------ The input
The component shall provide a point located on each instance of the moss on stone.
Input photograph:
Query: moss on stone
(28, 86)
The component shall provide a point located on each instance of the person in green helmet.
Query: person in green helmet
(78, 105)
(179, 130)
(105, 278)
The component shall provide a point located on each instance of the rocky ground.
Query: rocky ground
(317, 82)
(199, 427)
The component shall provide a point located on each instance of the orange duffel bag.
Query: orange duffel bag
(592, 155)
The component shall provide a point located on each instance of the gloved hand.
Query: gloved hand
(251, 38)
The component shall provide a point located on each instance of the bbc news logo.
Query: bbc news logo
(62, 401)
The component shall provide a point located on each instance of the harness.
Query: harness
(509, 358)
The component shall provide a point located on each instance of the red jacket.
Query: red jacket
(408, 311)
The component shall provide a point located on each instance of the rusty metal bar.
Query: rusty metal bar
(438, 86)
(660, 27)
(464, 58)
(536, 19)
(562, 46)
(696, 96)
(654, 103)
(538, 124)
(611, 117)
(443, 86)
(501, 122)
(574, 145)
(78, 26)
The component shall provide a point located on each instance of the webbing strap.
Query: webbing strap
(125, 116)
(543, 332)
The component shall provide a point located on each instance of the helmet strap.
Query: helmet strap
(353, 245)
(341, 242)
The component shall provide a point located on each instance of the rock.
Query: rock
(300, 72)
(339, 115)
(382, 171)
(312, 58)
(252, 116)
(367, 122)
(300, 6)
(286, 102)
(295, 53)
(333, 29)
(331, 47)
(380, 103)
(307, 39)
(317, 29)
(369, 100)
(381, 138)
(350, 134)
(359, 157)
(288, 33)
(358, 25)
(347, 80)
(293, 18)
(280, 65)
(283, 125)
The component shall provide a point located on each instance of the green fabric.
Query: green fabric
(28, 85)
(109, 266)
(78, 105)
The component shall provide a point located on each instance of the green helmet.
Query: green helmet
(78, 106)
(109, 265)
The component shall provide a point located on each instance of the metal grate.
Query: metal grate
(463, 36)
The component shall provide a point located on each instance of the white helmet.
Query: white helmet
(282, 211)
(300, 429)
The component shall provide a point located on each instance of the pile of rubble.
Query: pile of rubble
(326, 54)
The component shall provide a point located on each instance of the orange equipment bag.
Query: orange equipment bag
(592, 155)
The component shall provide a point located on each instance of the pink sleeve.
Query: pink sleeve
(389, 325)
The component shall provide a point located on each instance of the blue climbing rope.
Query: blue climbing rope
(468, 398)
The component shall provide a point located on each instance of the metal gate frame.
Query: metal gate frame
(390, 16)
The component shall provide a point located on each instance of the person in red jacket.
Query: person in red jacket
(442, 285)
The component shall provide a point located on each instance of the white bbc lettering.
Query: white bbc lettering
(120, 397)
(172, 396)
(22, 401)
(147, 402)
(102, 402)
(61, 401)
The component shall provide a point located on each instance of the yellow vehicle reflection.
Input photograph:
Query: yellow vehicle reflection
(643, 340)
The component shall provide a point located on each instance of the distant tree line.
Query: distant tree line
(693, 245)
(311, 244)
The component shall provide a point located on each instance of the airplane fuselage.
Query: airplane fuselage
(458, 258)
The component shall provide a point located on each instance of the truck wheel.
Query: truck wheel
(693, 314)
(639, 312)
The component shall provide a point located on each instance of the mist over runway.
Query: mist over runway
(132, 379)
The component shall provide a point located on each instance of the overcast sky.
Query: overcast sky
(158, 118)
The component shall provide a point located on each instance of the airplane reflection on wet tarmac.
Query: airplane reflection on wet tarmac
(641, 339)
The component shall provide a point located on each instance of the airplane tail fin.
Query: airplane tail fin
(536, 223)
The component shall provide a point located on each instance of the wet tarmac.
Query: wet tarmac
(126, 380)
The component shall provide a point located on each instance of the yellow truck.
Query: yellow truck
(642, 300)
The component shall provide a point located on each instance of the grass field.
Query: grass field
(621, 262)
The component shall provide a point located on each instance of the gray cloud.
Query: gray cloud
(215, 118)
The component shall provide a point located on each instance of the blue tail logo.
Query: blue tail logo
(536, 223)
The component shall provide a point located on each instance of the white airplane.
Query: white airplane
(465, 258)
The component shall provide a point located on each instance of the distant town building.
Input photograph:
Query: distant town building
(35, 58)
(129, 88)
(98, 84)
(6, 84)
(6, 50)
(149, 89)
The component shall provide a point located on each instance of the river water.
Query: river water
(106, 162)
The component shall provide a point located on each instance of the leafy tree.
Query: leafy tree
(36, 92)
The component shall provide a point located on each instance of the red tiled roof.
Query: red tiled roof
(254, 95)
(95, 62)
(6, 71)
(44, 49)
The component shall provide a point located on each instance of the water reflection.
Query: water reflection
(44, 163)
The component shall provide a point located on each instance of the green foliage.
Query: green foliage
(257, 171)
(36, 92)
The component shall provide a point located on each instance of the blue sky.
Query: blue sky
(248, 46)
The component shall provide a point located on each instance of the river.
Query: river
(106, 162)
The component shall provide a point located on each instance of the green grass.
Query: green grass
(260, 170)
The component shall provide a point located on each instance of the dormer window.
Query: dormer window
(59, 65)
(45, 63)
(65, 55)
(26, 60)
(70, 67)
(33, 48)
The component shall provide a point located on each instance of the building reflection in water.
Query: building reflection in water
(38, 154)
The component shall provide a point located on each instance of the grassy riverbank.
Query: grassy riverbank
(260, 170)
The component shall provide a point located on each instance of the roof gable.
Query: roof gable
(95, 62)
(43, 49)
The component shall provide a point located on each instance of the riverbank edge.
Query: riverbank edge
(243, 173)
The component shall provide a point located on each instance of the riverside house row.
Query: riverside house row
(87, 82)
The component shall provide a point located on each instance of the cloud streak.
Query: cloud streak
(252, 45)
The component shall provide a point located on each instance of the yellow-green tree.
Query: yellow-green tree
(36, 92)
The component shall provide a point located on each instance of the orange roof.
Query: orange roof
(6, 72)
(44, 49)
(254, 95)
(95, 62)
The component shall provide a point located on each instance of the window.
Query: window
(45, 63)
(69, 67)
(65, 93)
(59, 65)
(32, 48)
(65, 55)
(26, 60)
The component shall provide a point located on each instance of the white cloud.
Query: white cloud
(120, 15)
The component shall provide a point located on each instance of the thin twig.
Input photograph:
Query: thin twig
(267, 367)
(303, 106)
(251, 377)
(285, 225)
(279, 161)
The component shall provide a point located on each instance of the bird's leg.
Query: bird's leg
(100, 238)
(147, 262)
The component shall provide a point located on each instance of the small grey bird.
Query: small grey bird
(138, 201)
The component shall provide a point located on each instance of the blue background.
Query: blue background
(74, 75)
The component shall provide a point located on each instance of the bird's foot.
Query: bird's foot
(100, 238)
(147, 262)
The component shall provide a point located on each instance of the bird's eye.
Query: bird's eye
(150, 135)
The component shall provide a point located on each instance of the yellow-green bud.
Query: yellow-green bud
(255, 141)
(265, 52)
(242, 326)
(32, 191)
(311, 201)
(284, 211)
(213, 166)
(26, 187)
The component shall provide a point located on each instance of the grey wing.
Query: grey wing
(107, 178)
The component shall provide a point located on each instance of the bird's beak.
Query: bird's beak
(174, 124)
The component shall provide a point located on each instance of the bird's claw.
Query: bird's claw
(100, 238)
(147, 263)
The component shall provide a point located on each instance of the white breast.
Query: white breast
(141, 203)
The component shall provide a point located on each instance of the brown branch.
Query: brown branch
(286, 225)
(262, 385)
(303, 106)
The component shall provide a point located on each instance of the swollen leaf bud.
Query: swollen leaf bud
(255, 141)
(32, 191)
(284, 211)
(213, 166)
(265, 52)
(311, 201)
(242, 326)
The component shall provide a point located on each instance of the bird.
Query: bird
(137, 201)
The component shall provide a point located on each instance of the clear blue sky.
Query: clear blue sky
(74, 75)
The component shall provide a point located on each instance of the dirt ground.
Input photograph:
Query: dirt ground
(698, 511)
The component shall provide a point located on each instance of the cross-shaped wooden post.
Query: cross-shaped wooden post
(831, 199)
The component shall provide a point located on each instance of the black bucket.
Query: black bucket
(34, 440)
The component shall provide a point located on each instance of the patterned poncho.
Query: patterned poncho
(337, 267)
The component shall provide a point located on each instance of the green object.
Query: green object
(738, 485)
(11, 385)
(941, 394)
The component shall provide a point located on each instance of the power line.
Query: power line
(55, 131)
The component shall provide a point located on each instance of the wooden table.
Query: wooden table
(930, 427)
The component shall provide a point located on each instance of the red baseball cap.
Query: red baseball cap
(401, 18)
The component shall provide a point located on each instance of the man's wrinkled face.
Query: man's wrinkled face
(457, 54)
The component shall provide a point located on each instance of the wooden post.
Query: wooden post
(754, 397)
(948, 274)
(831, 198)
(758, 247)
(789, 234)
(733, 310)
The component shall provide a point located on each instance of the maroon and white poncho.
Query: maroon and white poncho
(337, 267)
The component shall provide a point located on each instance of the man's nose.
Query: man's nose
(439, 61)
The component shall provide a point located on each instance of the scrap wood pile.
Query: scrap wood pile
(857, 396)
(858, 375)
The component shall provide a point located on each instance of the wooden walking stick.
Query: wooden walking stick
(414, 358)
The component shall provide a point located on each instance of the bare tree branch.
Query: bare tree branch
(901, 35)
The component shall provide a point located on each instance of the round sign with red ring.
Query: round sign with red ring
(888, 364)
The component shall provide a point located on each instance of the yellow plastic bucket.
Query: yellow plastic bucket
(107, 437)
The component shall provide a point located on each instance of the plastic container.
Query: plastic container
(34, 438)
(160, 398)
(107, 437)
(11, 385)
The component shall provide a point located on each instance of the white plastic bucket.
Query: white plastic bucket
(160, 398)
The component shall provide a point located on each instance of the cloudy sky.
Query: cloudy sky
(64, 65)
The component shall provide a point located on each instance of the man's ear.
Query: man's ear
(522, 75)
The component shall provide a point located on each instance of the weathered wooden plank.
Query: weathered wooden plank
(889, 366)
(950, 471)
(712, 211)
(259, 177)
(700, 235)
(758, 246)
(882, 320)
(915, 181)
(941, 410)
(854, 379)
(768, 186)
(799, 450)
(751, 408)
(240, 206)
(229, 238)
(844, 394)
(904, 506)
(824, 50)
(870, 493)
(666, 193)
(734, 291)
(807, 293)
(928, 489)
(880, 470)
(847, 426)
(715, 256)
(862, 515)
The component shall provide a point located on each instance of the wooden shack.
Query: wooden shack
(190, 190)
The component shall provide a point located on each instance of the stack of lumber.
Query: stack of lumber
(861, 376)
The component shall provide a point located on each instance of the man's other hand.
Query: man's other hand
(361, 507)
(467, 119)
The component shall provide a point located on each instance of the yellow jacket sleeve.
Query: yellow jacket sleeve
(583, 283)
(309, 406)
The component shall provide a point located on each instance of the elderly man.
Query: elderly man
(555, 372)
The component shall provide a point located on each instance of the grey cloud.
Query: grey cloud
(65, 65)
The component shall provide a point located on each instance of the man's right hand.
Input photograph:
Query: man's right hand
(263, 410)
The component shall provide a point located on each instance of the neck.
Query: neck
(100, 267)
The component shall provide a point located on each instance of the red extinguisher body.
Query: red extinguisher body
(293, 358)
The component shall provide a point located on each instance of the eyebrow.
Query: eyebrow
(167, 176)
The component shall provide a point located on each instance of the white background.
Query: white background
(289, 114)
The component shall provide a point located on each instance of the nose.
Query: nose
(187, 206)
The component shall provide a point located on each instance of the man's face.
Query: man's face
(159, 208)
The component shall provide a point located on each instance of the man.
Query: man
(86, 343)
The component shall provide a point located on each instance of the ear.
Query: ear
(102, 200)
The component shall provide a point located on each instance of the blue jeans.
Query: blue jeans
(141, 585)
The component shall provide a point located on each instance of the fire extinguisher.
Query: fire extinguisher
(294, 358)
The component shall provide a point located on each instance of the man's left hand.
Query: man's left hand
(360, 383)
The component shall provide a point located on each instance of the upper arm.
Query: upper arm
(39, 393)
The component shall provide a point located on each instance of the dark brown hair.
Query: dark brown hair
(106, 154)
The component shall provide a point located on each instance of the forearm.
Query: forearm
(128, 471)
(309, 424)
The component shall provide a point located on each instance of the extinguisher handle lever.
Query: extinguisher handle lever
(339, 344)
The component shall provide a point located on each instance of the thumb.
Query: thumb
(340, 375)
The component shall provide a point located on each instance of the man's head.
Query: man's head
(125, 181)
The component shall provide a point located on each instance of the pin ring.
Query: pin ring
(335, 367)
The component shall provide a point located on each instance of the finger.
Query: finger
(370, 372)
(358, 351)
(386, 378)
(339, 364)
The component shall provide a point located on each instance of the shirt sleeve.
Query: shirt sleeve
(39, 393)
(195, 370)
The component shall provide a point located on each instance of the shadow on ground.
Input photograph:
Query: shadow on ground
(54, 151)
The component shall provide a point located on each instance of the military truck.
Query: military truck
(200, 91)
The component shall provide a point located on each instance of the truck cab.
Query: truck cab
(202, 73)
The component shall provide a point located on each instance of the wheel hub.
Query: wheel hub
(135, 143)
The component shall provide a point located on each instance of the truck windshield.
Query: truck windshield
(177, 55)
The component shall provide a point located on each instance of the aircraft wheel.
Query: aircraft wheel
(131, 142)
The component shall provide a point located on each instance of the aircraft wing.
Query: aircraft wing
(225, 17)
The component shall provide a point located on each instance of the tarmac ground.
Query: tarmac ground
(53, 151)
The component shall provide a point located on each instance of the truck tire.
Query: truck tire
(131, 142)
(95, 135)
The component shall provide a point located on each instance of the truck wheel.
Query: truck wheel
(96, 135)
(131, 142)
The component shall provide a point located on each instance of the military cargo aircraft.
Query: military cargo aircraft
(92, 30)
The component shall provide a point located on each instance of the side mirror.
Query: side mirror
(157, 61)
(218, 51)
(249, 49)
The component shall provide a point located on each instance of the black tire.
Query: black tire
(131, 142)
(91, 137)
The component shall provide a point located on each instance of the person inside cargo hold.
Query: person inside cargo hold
------------
> _Exercise goal_: The lines to show are those in the data above that include "inside".

> _Answer area_:
The component shall provide a point located on each instance of the person inside cargo hold.
Query: person inside cargo hold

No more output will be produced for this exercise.